> **Tâche à réaliser**:
S'il vous plaît, réécrivez sous forme de liste le paragraphe du passage ci-dessous qui commence par « Ce portrait ne serait pas pourtant complet » en conservant ses faits principaux.

> **Passage du texte**:
◇ ◇ ◇ ◇ ◇

Ce portrait ne serait pas pourtant complet sans un aperçu de l'intendance - une spécialité américaine. De fait, l'infrastructure administrative et logistique est impressionnante. Des conditions de résidence à la conception des salles - des amphis à échelle humaine qui forment un cercle rapproché autour du bureau central avec de larges travées dans lesquelles les professeurs-modérateurs peuvent circuler à leur aise -, des salles de restaurant aux bureaux en passant par les espaces verts et les équipements sportifs ou culturels du campus, tout est fait pour que les étudiants se soucient uniquement de ce pourquoi ils sont là : apprendre, en faisant en sorte qu'ils tiennent à la fois l'intensité et la distance. On rêve d'une telle qualité de service dans l'enseignement supérieur français, grandes écoles incluses, qui combinerait, dans une tradition américaine matinée de tradition internationale, l'attention aux personnes avec l'efficacité des process, et cela jusqu'au suivi des questions individuelles les plus pratiques.

◇ ◇ ◇ ◇ ◇

> **Entrées fournies**:
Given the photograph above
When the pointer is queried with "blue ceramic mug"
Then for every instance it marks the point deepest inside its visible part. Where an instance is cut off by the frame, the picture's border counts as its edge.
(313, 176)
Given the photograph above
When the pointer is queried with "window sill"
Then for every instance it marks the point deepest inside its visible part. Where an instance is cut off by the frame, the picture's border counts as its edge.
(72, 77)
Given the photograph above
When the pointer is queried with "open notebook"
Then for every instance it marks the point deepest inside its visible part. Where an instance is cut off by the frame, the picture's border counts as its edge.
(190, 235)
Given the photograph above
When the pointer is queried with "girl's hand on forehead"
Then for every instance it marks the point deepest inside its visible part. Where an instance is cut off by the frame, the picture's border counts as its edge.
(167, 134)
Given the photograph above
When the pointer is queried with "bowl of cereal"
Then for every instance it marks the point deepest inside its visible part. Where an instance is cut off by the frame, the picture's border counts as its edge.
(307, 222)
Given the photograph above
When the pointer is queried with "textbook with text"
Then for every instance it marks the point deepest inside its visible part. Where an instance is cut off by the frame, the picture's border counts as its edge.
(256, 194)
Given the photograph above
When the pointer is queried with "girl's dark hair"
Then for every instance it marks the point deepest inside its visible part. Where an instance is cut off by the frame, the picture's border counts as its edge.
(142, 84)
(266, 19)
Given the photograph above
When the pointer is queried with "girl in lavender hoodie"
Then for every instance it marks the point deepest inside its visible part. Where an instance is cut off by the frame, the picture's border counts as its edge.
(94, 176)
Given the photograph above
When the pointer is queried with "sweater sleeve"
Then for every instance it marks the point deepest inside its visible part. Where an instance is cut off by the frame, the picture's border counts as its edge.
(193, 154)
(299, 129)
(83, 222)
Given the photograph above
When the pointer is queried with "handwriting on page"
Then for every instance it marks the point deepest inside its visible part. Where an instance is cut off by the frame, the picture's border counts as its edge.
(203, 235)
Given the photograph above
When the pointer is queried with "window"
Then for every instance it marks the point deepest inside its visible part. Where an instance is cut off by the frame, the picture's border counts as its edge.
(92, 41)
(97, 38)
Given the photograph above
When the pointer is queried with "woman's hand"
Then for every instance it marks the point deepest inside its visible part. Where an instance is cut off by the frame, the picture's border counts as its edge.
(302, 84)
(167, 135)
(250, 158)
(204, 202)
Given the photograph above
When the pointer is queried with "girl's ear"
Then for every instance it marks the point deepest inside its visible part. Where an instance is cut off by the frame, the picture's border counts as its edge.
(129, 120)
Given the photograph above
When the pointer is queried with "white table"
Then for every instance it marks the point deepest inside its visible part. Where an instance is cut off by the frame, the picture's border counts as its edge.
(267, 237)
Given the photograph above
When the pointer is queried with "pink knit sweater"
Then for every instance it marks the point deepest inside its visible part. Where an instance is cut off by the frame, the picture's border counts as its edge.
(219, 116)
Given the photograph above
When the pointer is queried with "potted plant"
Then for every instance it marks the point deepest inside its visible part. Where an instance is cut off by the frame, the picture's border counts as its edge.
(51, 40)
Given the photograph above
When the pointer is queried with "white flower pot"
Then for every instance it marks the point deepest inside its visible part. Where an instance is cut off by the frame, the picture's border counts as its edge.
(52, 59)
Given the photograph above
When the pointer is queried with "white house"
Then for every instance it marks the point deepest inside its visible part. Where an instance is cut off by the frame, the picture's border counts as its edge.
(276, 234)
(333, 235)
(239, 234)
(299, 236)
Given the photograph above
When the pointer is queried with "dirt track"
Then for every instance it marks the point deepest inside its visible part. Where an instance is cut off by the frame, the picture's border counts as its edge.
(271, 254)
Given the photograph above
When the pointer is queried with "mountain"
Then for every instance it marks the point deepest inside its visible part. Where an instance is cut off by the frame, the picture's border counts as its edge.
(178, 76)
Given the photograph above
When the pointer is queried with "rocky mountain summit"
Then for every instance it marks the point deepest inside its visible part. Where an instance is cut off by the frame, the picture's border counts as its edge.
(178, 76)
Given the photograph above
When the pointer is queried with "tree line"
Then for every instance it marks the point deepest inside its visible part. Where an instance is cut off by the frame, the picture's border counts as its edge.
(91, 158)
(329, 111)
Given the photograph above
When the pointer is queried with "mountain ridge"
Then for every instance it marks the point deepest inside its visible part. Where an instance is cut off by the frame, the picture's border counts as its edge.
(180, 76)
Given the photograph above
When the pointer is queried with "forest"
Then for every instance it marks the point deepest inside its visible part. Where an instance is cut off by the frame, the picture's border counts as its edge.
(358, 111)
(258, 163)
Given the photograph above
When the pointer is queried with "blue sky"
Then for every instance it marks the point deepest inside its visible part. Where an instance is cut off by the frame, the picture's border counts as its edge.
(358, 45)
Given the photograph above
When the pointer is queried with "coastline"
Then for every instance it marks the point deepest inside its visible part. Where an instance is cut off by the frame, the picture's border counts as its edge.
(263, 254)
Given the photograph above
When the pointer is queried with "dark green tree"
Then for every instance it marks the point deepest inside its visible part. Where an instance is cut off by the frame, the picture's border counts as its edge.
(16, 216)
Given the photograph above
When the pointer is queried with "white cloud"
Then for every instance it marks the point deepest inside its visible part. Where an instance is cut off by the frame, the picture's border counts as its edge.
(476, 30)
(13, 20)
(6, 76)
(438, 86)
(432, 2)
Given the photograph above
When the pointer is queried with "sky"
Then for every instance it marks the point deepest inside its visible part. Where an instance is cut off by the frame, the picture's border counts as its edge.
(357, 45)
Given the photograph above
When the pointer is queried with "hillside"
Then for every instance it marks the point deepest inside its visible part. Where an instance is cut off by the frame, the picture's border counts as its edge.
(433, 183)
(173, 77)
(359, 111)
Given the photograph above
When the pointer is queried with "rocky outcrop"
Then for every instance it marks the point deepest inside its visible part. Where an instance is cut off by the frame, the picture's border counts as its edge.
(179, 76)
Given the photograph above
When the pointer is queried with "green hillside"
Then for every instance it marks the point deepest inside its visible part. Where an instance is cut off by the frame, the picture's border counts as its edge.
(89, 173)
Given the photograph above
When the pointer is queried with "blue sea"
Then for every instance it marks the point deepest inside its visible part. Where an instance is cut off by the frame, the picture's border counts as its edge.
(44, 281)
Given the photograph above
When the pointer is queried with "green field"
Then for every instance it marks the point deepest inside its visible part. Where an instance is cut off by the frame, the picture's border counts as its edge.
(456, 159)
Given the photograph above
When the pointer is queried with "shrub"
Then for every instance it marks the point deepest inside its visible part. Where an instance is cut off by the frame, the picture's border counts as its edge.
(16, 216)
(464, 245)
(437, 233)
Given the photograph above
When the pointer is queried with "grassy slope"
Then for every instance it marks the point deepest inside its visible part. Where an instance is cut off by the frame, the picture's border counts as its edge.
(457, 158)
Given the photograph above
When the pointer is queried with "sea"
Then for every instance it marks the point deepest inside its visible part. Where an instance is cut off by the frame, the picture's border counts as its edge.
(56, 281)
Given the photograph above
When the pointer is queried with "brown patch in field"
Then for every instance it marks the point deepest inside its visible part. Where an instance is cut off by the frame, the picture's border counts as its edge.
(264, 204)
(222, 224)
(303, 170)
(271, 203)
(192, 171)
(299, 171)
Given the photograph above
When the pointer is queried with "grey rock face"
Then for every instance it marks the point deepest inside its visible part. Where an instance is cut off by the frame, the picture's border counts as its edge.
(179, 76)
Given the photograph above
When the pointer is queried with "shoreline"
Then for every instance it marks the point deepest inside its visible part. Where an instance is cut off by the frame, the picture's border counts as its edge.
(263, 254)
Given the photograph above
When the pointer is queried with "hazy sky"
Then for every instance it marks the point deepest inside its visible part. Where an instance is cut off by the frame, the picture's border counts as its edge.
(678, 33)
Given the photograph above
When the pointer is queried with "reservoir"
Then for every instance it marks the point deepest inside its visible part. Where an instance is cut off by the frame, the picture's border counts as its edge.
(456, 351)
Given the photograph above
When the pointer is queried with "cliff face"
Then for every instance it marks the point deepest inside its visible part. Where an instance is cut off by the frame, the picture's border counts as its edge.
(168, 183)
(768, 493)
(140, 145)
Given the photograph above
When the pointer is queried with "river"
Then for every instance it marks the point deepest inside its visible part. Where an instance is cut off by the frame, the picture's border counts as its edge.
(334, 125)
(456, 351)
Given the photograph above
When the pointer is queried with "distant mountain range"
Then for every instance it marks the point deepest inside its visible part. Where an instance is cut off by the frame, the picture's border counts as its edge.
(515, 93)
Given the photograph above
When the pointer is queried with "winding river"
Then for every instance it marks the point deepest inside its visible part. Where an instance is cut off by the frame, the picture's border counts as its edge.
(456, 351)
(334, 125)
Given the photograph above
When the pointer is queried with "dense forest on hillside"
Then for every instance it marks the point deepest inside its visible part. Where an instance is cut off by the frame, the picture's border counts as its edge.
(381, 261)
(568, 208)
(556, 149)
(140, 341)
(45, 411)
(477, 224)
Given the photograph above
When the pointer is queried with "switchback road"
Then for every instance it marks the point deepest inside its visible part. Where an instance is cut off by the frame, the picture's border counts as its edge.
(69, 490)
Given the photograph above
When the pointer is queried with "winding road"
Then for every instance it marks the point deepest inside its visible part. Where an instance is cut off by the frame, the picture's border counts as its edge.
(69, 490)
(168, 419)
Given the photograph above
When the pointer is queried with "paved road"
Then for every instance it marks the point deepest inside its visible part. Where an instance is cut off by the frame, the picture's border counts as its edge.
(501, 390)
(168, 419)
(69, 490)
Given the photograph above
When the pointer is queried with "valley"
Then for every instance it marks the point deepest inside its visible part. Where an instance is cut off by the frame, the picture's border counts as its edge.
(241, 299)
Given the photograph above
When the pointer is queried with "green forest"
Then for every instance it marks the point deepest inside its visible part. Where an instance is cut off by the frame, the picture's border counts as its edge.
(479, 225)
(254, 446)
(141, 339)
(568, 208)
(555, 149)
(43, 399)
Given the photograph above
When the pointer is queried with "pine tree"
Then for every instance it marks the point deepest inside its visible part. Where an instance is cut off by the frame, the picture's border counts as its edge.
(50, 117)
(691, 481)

◇ ◇ ◇ ◇ ◇

> **La réponse**:
- L'intendance, spécialité américaine, complète le portrait, et l'infrastructure administrative et logistique est impressionnante.
- Les amphis sont à échelle humaine : ils forment un cercle rapproché autour du bureau central, avec de larges travées où les professeurs-modérateurs circulent à leur aise.
- Résidence, salles de restaurant, bureaux, espaces verts et équipements sportifs ou culturels : tout vise à ce que les étudiants ne se soucient que d'apprendre, en tenant à la fois l'intensité et la distance.
- Une telle qualité de service fait rêver pour l'enseignement supérieur français, grandes écoles incluses.
- Elle allierait l'attention aux personnes et l'efficacité des process, jusqu'au suivi des questions individuelles les plus pratiques.